SELECTED TEXT -
[Start of Attachment]

Case ID: w-va_160/html/0694-01.html
Source: Caselaw Access Project
Author: {"author": "Caplan, Chief Justice:", "license": "Public Domain", "url": "https://static.case.law/"}
Date Created: 2024-08-24T03:29:51.129683

Mary Helen O’Neil, et al. v. The City Of Parkersburg, etc., et al. and Doyle H. Hendrickson, Administrator, etc. v. The City Of Parkersburg, etc., et. al.
    
    (No. 13708)
    (No. 13758)
    Decided September 20, 1977.
    
      
      McCamic & McCamic, Jeremy C. McCamic and William E. Parsons, II, for appellants.
    
      Cather & Renner, Diana Everett, for appellees.
   Caplan, Chief Justice:

In these appeals the Court is not called upon to decide questions relative to the alleged negligence of the defendants. Rather, the issue is whether the circuit court erred in dismissing the complaints as to the City of Parkersburg, the hospital and its trustees because the notice of claim, provided in W. Va. Code, 8-12-20 was not filed as required in said code provision. Thus, the sole issue, dispositive of these cases, is whether the notice of claim provision of said statute is violative of the equal protection and due process clauses of our federal and state constitutions.

Being of the opinion that the requirements of that statute do constitute such constitutional violations, we do not reach the other questions raised and we reverse the judgments of the circuit court and remand both cases for trial.

In the posture of these cases it is not necessary to consider in any detail the factual situations which led to the institution of these actions. It is sufficient for the purpose of these appeals to note that in the complaints filed in the respective cases, plaintiff Mary Helen O’Neil was alleged to have been injured by the negligence of defendant hospital and that plaintiff Doyle H. Hendrick-son’s decedent, Betty L. Hendrickson, was also alleged to have been injured by that defendant’s negligence, from which alleged injuries she subsequently died. It is undisputed that Camden Clark Memorial Hospital is a municipal facility under the general supervision and control of the City of Parkersburg.

Alleging that the plaintiffs failed to give the City of Parkersburg timely notice of their claims as required by W. Va. Code, 1931, 8-12-20 certain defendants, under Rule 12(b) of the West Virginia Rules of Civil Procedure, moved that the complaints be dismissed. The court, finding no just reason for delay in the entry of judgment, granted the motions (in each case) and the complaints against defendants, The City of Parkersburg, Camden Clark Memorial Hospital and the trustees of said hospital, were dismissed with prejudice. These appeals followed.

[End of Attachment]

DATASET ENTRIES -
[Start of Attachment]

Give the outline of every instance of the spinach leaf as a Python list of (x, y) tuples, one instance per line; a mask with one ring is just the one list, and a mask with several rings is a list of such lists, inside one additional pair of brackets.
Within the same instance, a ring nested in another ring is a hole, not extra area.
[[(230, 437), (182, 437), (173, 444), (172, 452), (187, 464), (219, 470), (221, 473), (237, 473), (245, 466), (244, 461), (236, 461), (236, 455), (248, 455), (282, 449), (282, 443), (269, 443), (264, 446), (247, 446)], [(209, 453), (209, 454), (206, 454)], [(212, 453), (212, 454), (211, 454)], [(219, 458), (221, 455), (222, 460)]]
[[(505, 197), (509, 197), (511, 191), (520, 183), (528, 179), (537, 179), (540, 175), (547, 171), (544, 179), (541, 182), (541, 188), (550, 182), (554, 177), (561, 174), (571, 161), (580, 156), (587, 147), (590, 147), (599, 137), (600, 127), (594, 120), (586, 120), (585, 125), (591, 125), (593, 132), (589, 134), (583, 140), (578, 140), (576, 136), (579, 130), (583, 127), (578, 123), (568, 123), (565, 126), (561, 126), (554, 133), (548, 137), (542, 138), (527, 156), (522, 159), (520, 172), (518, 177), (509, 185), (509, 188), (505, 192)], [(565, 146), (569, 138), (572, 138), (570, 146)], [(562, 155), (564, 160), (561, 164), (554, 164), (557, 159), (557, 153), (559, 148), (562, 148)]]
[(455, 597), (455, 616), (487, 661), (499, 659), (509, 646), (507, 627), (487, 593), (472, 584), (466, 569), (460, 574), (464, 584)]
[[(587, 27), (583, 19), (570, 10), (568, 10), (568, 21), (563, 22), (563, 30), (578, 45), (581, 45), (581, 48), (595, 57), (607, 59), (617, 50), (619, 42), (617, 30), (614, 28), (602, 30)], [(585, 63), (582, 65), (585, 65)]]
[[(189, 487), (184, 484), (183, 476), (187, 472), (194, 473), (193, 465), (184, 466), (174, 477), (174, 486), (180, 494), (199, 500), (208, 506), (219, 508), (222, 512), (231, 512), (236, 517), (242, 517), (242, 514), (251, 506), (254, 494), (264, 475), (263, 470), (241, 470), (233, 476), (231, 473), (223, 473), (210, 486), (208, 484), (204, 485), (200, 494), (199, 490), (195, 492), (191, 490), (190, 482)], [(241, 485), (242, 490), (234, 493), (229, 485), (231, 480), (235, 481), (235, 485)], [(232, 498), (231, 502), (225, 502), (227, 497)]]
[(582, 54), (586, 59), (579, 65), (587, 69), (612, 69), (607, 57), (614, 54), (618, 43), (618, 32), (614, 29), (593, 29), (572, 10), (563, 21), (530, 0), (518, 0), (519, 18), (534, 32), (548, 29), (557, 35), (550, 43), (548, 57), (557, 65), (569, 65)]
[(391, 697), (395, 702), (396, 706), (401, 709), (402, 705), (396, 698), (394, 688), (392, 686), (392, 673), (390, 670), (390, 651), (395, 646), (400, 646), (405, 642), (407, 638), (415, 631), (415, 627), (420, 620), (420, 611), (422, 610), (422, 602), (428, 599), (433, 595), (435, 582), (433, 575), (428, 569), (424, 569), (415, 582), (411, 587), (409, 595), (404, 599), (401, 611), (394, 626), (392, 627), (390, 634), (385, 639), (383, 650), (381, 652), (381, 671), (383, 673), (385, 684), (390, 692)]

[End of Attachment]

TASK GOAL -
In the court opinion:
(a) On what date were the cases decided?
(b) Under which rule did certain defendants move to dismiss the complaints?
(c) What does the court do with the circuit court's judgments?
The records are separate from the court opinion.

WRITTEN SOLUTION -
(a) September 20, 1977.
(b) Rule 12(b) of the West Virginia Rules of Civil Procedure.
(c) It reverses them and remands both cases for trial.